Thierry Meyssan: A Rússia prepara o levantar da cortina
Rede Voltaire | Paris (França) | 27 de Outubro de 2021
« Porquê uma Ialta 2 ? », 15 de Junho de 2021.
« Biden-Putin, mais uma Ialta 2 do que uma nova Berlim », 22 de Junho de 2021.
« A arquitetura política do novo Médio-Oriente », 9 de Setembro de 2021.
« Rumo à paz na Síria e no Líbano », 28 de Setembro de 2021.
A aplicação das conclusões da Cimeira (Cúpula-br) EUA-Rússia de Genebra (dita « Ialta II »), de 16 de Junho de 2021, continua. Parece que as concessões de Washington a Moscovo (Moscou-br) parecem ser muito mais importantes do que se pensava. O Presidente Vladimir Putin prossegue a colocação em ordem do mundo não apenas no Médio-Oriente Alargado, mas também em África e na Ásia. Em quatro meses mudanças substanciais são já observáveis. Segundo a tradição russa, nada é anunciado, mas tudo será revelado em bloco quando as coisas se tornarem irreversíveis.
Os Anglo-Saxões aceitaram a derrota
No início de Setembro de 2021, os Estados Unidos deram a perceber que autorizavam o Hezbolla a violar as leis dos EUA de embargo à Síria e ao Irão e a aceitar combustível iraniano, via Síria. A seguir, a Jordânia reabriu a sua fronteira com a Síria. Por fim, a imprensa anglo-saxónica iniciou uma série de artigos visando ilibar o Presidente Bashar al-Assad dos crimes de que o acusavam e a reabilitá-lo. Tudo começou com um artigo do The Observer, depois a edição dominical do The Guardian titulando « O pária Assad a ser vendido ao Ocidente como a chave da paz no Próximo-Oriente » [1].
Passando de umas para outras, a Newsweek fez capa inteira do Presidente sírio colocando em “gordas” : « Ele está de volta », seguido pela legenda: « Num triunfo sobre os Estados Unidos, o líder sírio Bashar al-Assad reclama um lugar na cena mundial » [2]. A versão digital do semanário vai ao fundo da questão com a legenda de uma fotografia falando do « suposto » ataque químico na Ghutta, ocasião em que os Presidentes Norte-Americanos e Francês, Barack Obama e François Hollande, haviam nominalmente acusado o « regime criminoso » de ter cruzado « a linha vermelha ». Adeus, portanto, à retórica do « Bashar deve partir! »
A derrota militar que o Presidente Joe Biden admitira em Genebra, em Junho, é agora assimilada pela imprensa anglo-saxónica. Ao restante Ocidente só lhe resta seguir isso.
A retoma da Síria na cena internacional está em curso : a Interpol tomou medidas correctivas para pôr fim à sua marginalização, o Rei Abdallah II da Jordânia e o Xeque Mohamed bin Zayed dos Emirados Árabes Unidos declararam que haviam falado com o Presidente Assad. O Alto Comissário da ONU para Refugiados, Filippo Grandi, viajou discretamente para Damasco para debater, finalmente, o regresso dos expatriados. Ora, os Ocidentais opuseram-se a isto durante uma década e pagavam generosamente aos países que os abrigavam para, acima de tudo, não os deixar voltar a casa.

· · · · ·

> **TAREFA PROPOSTA A**
Com base no excerto da página, responda:
(i) Em que data se realizou a Cimeira EUA-Rússia de Genebra?
(ii) Com o artigo de que jornal começou a série da imprensa anglo-saxónica sobre Bashar al-Assad?
(iii) Quem viajou discretamente para Damasco para debater o regresso dos expatriados?
> **TAREFA PROPOSTA B**
Transcreva o trecho do excerto da página desde "A derrota militar" até "voltar a casa.", inclusive.

> **SEGMENTO DE DADOS**

· · · · ·

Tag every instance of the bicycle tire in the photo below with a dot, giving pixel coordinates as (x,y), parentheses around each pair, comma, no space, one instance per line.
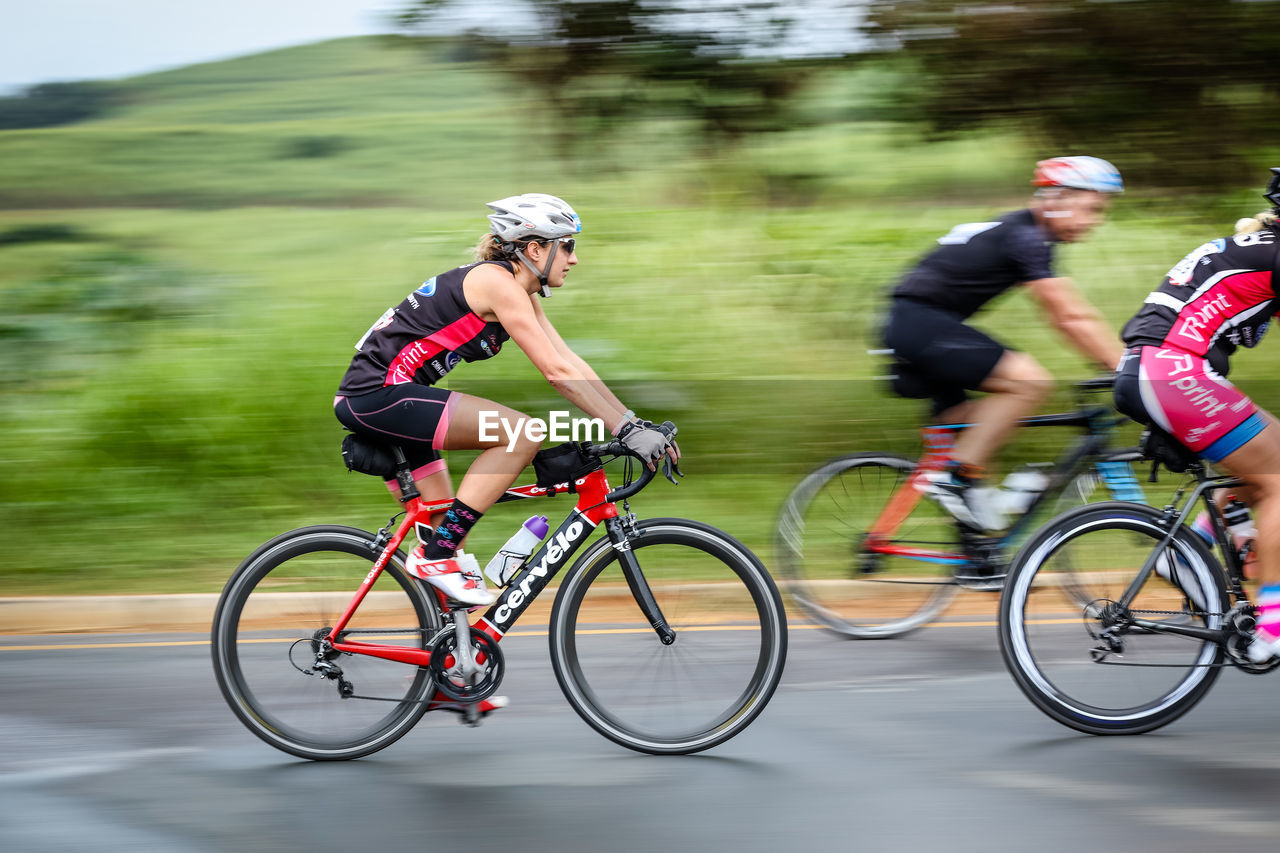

· · · · ·

> **RESPOSTA COMENTADA A**
(i) A cimeira realizou-se a 16 de Junho de 2021.
(ii) A série começou com um artigo do The Observer.
(iii) Quem viajou foi o Alto Comissário da ONU para Refugiados, Filippo Grandi.

> **RESPOSTA COMENTADA B**
A derrota militar que o Presidente Joe Biden admitira em Genebra, em Junho, é agora assimilada pela imprensa anglo-saxónica. Ao restante Ocidente só lhe resta seguir isso.
A retoma da Síria na cena internacional está em curso : a Interpol tomou medidas correctivas para pôr fim à sua marginalização, o Rei Abdallah II da Jordânia e o Xeque Mohamed bin Zayed dos Emirados Árabes Unidos declararam que haviam falado com o Presidente Assad. O Alto Comissário da ONU para Refugiados, Filippo Grandi, viajou discretamente para Damasco para debater, finalmente, o regresso dos expatriados. Ora, os Ocidentais opuseram-se a isto durante uma década e pagavam generosamente aos países que os abrigavam para, acima de tudo, não os deixar voltar a casa.